— RECORDED DATA —
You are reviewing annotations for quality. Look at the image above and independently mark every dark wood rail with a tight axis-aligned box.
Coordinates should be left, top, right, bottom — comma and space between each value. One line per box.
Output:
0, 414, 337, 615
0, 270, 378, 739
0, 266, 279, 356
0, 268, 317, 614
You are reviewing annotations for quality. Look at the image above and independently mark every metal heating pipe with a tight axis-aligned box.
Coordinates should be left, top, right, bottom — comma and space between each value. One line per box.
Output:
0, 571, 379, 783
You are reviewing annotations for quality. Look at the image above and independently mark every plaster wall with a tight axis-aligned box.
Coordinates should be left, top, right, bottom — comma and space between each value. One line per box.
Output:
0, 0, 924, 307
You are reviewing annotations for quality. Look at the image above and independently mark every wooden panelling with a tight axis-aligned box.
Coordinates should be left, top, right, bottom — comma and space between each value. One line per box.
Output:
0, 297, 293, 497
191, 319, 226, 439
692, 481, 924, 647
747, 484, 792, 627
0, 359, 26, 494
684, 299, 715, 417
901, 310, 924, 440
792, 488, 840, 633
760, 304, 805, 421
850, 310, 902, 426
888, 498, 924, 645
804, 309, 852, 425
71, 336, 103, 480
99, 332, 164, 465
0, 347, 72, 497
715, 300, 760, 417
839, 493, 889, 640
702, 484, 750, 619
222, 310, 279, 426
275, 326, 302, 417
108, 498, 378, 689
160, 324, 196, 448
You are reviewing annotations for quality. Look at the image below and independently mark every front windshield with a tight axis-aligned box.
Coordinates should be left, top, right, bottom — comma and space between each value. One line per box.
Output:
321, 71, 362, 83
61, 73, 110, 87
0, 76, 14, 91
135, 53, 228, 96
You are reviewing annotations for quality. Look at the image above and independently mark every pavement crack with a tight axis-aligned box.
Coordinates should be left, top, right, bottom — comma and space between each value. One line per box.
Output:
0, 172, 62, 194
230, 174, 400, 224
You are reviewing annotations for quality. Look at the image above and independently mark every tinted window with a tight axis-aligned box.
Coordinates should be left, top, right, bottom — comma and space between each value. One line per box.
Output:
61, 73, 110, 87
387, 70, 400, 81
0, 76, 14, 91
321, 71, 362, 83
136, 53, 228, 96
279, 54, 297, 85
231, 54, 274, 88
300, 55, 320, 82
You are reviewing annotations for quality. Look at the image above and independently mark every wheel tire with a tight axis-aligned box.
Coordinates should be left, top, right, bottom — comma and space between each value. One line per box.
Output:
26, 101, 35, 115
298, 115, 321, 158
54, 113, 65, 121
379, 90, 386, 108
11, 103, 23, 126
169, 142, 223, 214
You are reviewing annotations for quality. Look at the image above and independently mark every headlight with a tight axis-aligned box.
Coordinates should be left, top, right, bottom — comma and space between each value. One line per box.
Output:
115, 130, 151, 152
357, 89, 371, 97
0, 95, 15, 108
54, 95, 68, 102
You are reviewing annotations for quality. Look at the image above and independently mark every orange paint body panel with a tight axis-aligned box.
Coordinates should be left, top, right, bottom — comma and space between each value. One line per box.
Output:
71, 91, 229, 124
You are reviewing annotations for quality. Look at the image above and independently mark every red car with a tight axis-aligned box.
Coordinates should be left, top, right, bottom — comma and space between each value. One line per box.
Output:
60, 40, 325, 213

— REQUIREMENTS —
Copy every one of the rows above word for word, from the first line to the last.

— WORKED SOLUTION —
You are reviewing annotations for quality. Look at the image above and independently mark every dark wood rail with a tight axis-aligned box.
Coordinates should be left, top, right, bottom — comma and space between each value. One line per box.
Output:
0, 414, 337, 615
0, 270, 378, 739
0, 266, 279, 356
0, 268, 317, 614
You are reviewing annotations for quality. Look at the image above and independently mark every metal heating pipe with a tight axis-aligned box.
Coordinates should be left, top, right, bottom — comma and space between each value. One line per box.
Output:
0, 571, 379, 783
You are reviewing annotations for quality. Look at the image above and independently mark every plaster wall with a tight axis-aligned box.
Coordinates should be left, top, right, bottom — comma and space between each value. One line per box.
Output:
0, 0, 924, 307
You are reviewing annotations for quality. Look at the image above and independently mark every wooden panelling with a tight axis-aligned box.
Coordinates should be left, top, right, bottom — comma and space between each value. One line per box.
Output:
0, 297, 293, 497
191, 319, 226, 439
692, 481, 924, 647
747, 484, 792, 627
0, 359, 26, 494
684, 299, 715, 417
901, 310, 924, 440
792, 488, 840, 633
760, 304, 805, 421
850, 310, 902, 426
888, 498, 924, 645
804, 309, 852, 425
71, 336, 103, 480
99, 332, 164, 465
0, 347, 72, 497
715, 300, 760, 417
839, 493, 889, 640
702, 484, 750, 619
222, 310, 279, 426
275, 326, 302, 417
108, 498, 378, 689
160, 324, 196, 448
You are reviewing annotations for quality. Look at the image below and independently mark every front windshield with a tight axis-aligned box.
Coordinates should be left, top, right, bottom — comma and space between each value. One line per box.
Output:
321, 71, 362, 83
61, 73, 110, 87
0, 76, 14, 91
135, 53, 228, 96
You are reviewing annotations for quality. Look at the image above and independently mark every pavement crack with a tight axis-aligned box.
Coordinates should be left, top, right, bottom — comma and space between each value. One line per box.
Output:
0, 172, 62, 194
230, 174, 400, 224
You are reviewing annotations for quality. Look at the image above and independently mark every tinted window with a tight axis-aligned box.
Coordinates should be left, top, right, bottom — comma and space between each value. One line per box.
Output:
61, 73, 110, 87
387, 70, 400, 81
0, 76, 14, 91
321, 71, 362, 83
136, 53, 228, 96
279, 54, 297, 85
231, 54, 274, 88
300, 55, 320, 82
You are reviewing annotations for quality. Look at the image above and independently mark every wheel tire with a tight axis-aligned box.
Coordinates should be left, top, right, bottom — comma and space between each value. One line per box.
Output:
26, 101, 35, 115
298, 115, 321, 158
54, 113, 65, 121
379, 90, 386, 108
11, 103, 23, 126
169, 142, 223, 214
You are reviewing annotations for quality. Look at the image above and independently mark every headlight with a tight axis-aligned box.
Coordinates should be left, top, right, bottom — comma and space between each value. One line per box.
Output:
115, 130, 151, 152
357, 89, 371, 97
0, 95, 15, 108
54, 95, 68, 102
You are reviewing annotations for quality. Look at the image above and independently mark every orange paint body panel with a tight axis-aligned box.
Coordinates should be left, top, right, bottom — comma and space between each value. One line per box.
Output:
71, 91, 229, 124
You are reviewing annotations for quality. Look at the image above and independently mark every red car with a tight axis-aligned box.
Coordinates should be left, top, right, bottom — comma and space between each value. One line per box.
Output:
60, 40, 325, 213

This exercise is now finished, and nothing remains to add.